**Objective**:
Show each line of the material below that has the word "wall" in it.

============================================================

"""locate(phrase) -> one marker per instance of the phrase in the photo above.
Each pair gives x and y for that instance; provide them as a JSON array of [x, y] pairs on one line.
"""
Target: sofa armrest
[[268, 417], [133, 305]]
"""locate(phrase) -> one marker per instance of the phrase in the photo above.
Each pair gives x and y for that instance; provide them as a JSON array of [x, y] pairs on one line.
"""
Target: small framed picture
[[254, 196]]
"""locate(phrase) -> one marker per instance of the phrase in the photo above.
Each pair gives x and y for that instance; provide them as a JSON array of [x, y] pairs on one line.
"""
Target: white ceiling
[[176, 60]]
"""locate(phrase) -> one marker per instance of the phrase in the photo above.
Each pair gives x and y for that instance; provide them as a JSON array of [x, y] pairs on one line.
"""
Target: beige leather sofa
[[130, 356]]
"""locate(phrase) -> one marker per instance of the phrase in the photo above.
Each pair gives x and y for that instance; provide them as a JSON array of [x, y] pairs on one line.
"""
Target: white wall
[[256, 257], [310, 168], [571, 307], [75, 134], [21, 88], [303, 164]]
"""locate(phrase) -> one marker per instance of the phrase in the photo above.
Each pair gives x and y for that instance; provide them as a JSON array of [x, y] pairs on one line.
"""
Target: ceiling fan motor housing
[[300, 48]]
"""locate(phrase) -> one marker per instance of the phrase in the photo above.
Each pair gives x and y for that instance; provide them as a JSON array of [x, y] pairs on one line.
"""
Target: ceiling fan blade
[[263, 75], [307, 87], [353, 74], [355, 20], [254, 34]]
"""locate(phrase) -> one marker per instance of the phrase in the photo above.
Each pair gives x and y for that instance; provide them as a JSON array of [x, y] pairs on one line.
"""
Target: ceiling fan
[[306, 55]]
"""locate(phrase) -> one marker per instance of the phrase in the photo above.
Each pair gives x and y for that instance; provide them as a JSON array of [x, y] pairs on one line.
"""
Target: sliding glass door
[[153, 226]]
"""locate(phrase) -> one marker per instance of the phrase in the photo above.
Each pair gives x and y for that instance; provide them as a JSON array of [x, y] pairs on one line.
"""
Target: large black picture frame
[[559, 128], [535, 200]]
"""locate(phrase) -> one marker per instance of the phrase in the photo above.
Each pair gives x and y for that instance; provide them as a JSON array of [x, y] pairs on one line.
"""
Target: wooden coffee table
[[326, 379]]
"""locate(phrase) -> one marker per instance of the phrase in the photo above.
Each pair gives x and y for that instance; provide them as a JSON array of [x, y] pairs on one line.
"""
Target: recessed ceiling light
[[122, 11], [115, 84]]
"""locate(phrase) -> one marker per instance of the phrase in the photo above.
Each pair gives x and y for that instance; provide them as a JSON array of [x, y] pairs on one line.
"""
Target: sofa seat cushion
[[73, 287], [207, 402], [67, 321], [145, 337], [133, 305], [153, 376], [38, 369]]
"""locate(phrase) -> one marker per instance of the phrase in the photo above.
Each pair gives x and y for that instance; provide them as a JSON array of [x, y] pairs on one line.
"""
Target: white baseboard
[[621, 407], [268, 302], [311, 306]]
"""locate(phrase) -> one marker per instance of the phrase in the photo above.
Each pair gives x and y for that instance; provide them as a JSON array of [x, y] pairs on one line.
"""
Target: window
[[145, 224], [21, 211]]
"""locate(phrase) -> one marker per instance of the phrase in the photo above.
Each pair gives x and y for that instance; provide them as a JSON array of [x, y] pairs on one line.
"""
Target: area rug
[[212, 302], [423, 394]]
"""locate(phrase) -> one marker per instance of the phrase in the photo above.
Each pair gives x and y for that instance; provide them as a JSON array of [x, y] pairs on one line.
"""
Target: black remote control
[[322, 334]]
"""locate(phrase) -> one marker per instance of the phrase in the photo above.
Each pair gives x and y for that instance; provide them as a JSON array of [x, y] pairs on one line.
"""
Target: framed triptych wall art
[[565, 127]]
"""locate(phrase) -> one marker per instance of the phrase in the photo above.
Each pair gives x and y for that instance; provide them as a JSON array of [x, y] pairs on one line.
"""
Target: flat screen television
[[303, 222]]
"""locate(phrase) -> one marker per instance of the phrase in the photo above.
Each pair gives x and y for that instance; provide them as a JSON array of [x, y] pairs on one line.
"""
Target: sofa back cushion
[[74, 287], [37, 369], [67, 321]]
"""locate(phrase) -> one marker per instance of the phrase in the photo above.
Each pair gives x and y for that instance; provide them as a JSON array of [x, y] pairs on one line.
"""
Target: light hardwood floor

============================================================

**Written solution**:
Target: white wall
Target: framed triptych wall art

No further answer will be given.